• [Zu lesender Text]:
= = = = =

Es ist jedenfalls die Stunde von Johanna Mikl-Leitner. Würde Andy Borg noch den "Musikantenstadl" moderieren, spätestens jetzt müsste er um seinen Job bangen. "Die Hanni in Lederhosen, das ist für mich eine Premiere", sagt Kurz ins Mikro. Mehr hat er nicht gebraucht. Das nächste Mal kommt er auch in Lederhosen, ordnet Mikl-Leitner , die ja ein eher mütterliches Verhältnis zum Kanzler hat, gleich einmal öffentlich an, dreht sich zum Publikum und sagt: "So schiach sind seine Wadln nämlich ned".

Woher sie das weiß, danach haben diese Mainstreamjournalisten an diesem Sonntag natürlich wieder nicht gefragt.

Mikl auf Häupls Spuren

Neben Ziegenpeter wirkt Heidi wie ein Duracellhase. Der Kanzler ist erst um 4 Uhr früh aus Salzburg gekommen, hat in einer Pension in der Nähe nur ein paar Stunden geschlafen. "Gemmas an", feuert Mikl-Leitner das Publikum an, "wer hat seine Wadln g'schmiert?" Das Echo enttäuscht. "Nur so wenige?" Egal. 'Wo san die Kameras?" ruft sie. Fotografen und TV-Stationen eilen herbei, sogar die ARD lässt sich dieses eopchale Ereignis im südlichen Niederösterreich nicht entgehen, die österreichischen Sender sind sowieso alle da. Worauf sie sich in der Bergstation am meisten freue, fragt Eppinger seine persönliche Heidi. "Auf einen Spritzer", antwortet sie. Das Erbe Michael Häupls ist seit Sonntag gesichert, soviel steht fest.

Dann geht es tatsächlich los. Wie ein Bienenschwarm setzen sich alle in Bewegung. Die nächsten eineinhalb Stunden wird dieser Schwarm manchmal länger, manchmal breiter, nie weniger. Alle umsummen den Kanzler und die Landeschefin, nach 10 Metern gerät das Gebilde das erste Mal ins Stocken - TV-Interviews. Nach weiteren 50 Metern stoppen Selfie-Anfragen in Serie die Königsbiene und ihren Begleiter und so geht das weiter bis nach ganz oben.

Noch ehe die erste Wiese überwunden ist, taucht eine kleine Gruppe aus Attac-Demonstrantinnen auf, verkleidet in Dirndln. Eine Aktivistin lupft ihre Schürze, ein Protestzeichen gegen den 12-Stunden-Tag kommt zum Vorschein. Kurz passiert die Österreich-Version von "Femen" ohne nennenswerten Dialog. Selbes Thema, andere Gruppe: Weiter oben am Berg brüllt eine Abordnung der "Jungen Sozialisten" ebenfalls gegen die 60-Stunden-Woche an. Kurz unterhält sich kurz mit einer Demonstrantin. Man kennt sich schließlich vom Zug nach Linz (hier nachlesen). Die message control funktioniert an diesem Sonntag echt nicht toll.

= = = = =

• [Eingabezeilen]:
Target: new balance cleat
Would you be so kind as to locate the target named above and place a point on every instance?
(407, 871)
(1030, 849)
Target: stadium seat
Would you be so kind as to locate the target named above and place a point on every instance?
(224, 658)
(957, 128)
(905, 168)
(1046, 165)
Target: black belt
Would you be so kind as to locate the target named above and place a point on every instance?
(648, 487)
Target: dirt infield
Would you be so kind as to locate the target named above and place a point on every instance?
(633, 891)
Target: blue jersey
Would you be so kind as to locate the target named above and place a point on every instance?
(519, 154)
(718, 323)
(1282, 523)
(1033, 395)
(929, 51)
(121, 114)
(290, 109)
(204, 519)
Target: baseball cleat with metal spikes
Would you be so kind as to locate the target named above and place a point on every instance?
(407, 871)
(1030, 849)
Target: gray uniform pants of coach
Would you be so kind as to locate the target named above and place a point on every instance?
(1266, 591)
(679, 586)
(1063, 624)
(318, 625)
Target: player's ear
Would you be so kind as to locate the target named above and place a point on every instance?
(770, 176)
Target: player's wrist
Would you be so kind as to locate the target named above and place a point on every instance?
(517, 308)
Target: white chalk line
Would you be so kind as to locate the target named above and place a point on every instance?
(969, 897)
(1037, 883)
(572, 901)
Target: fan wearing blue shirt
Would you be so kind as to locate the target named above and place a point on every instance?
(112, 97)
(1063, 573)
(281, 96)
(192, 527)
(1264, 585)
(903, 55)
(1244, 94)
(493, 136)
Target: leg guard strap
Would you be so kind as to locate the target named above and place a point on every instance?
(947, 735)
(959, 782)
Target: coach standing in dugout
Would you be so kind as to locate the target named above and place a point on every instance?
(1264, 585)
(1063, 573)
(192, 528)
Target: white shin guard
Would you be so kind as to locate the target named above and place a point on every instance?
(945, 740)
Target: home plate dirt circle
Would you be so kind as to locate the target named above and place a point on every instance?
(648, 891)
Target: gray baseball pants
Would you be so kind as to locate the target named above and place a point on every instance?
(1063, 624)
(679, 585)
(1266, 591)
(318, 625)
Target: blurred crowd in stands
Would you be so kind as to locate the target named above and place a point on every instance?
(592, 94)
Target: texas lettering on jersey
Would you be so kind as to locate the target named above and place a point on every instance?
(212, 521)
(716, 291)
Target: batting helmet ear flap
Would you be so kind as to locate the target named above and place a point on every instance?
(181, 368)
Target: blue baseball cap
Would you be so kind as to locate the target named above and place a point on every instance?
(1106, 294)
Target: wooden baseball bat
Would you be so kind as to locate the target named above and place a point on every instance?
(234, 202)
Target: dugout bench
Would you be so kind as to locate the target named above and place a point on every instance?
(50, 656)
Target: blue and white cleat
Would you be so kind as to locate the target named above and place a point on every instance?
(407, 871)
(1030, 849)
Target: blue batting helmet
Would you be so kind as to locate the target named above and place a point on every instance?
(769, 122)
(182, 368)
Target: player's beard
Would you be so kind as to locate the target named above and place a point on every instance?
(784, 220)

= = = = =

• [Gestellte Aufgabe 1]:
Gib die Datensätze von der Zeile mit „Target: blue and white cleat“ bis einschließlich der letzten Zeile der Datensätze vollständig wieder und verschiebe dabei jede Koordinate in den Antworten um 144, sodass beide Zahlen jedes Punktes um 144 größer werden.
• [Gestellte Aufgabe 2]:
Schreibe den Bericht über die Bergwanderung von Kurz und Mikl-Leitner im Anschluss an seinen letzten Satz weiter.

• [Ergebnis der Aufgabe 1]:
Target: blue and white cleat
Would you be so kind as to locate the target named above and place a point on every instance?
(551, 1015)
(1174, 993)
Target: blue batting helmet
Would you be so kind as to locate the target named above and place a point on every instance?
(913, 266)
(326, 512)
Target: player's beard
Would you be so kind as to locate the target named above and place a point on every instance?
(928, 364)

• [Ergebnis der Aufgabe 2]:
"Wie in der Milka-Werbung"

Es ist trotzdem ein Traumtag. Die niederösterreichische ÖVP, die dank Erwin Pröll message control schon kannte, als Sebastian Kurz noch hinter einer Kommunionskerze in die Kirche ging, spendiert den besten Sonnenschein, der für Gebete zu bekommen war. Es ist so kitschig schön, sogar den Himmel haben sie türkis angemalt. Jeden Augenblick rechnet man damit, dass Andreas Gabalier aus dem Wald tritt, mit einem Korb Steinpilze in der Hand und die Holzscheitl-Strophe aus „Vergiss mein nicht" singt, unten spritzt der Morgentau der Schwarzbeerstauden gegen seine steirischen Wadeln (die Heidi Mikl-Leitner wohl ebenfalls entzücken würden). „Tradition leben, mit der Zeit gehen, so wie`s früher in der Milka-Tender-Werbung war".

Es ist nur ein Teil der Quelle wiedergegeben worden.